Could you continue the passage on deer hunting from the point where it stops?

##### Page extract #####

It’s dawn, on the last day of deer season. We’ve just picked up a fresh track, and now we have a focus for our attention and desires. But still the mind wanders a bit. It hasn’t been an easy season, or a quick one, or we wouldn’t be here for one more try. Friends and family have greeted us with “did you get something?” more times than is strictly reasonable in the past while, asking in the same friendly way that they might if your favorite team won or lost the game last night. But hunting is much more than a game, more than win or lose isn’t it?
Hunting can be an antidote for the symptoms of modern life. Consider that this same morning a city commuter, riding public transit to the job, will likely have eyes on their “smart” phone so they don’t have to look at others or at endless canyons and tunnels of concrete and steel. Their ears are either plugged in to their device or are bombarded by the clamour of engines and wheels. Smells of chemicals and combustion are masked by deodorants and perfumes. Food is dispensed by machines, and wrapped in plastic. Risk and reward are measured in decimals and compensated by a currency that has no substance. No wonder so many urban people who experience little else don’t understand what drives us, why we have such passion for what we do!

##### Given data #####

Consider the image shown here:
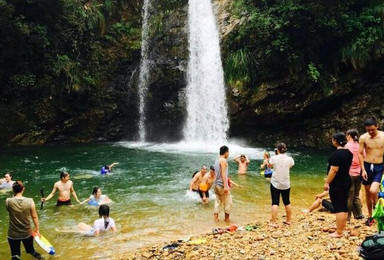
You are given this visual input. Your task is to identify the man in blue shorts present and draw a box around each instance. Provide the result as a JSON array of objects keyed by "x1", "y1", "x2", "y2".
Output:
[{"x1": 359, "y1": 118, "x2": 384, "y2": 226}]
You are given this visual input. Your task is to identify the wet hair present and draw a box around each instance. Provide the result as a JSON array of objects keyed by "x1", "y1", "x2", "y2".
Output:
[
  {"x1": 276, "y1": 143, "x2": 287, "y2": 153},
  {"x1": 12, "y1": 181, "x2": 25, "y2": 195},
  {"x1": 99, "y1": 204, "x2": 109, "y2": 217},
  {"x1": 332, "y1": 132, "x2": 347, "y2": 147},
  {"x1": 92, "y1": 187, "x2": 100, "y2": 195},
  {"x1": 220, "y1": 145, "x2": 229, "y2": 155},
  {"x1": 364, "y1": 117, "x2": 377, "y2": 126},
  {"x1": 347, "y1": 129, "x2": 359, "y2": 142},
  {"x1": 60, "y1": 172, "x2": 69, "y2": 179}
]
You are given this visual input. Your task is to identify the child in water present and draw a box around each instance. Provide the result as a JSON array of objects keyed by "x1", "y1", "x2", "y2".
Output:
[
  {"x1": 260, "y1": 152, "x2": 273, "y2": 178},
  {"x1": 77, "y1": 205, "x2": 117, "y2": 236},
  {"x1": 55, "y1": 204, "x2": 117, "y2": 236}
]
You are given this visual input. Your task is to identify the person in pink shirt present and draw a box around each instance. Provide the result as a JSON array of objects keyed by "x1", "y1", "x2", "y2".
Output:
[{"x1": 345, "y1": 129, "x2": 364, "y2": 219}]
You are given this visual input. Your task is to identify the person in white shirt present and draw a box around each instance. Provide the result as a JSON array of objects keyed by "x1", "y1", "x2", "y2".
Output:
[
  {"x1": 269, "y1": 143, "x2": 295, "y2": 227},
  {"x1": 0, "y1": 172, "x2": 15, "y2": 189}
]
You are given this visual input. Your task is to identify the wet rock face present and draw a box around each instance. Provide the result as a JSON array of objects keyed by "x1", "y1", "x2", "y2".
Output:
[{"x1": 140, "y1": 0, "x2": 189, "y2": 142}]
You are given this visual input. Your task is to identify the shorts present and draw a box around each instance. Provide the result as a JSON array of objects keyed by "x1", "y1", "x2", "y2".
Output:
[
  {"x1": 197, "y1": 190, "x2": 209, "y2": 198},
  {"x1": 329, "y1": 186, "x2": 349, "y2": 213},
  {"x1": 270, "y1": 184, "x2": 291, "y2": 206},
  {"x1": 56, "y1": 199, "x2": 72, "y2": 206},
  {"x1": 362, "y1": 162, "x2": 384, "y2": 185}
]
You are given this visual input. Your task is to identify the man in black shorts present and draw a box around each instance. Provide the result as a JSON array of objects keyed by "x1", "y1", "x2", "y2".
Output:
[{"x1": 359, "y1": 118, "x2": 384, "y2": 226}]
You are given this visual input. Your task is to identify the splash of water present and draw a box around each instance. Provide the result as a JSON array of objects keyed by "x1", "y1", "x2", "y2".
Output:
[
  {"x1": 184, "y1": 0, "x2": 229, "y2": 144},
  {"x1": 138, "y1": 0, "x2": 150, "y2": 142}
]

#####

## Written answer
For me, no other human activity demands so much of mind, body and spirit. And no other activity offers such rich and varied rewards. A hunter is the most alert of humans, using all senses simultaneously.
To be a fully accomplished hunter requires curiosity, ambition, athleticism, and skill. Exploring new country or learning the deep secrets of a familiar spot, and figuring out how life works in that ecosystem – including our part in it - are all part of the “game”. Paying attention to everything - sights, sounds, smells, and interpreting those inputs with intelligence and intuition. Making decisions as simple as whether to keep going or turn back, or as serious as life and death. Hunting demands both rugged individual effort and close cooperation with our companions. I believe hunting is a big part of what made us human, and modern hunting returns us in a healthy way to our original and most genuine way of being. The rewards might be good meat to share with our loved ones, but always there are fond memories of a day well spent.
So when we turn towards home on this last day of the season, whether we have filled our tag or not, I know that we can answer their question “did you get anything?” with “Yes, we had a good hunt!”

part of this article was originally published in online magazine Western Woods and Waters Magazine, Nov Dec. 2018 last page.
Happy hunting season
I like it! Thanks!
The editor of the magazine that I wrote it for decided to only publish the first half of my article. I am pleased to be able to post the entire piece here, - thanks for your "likes"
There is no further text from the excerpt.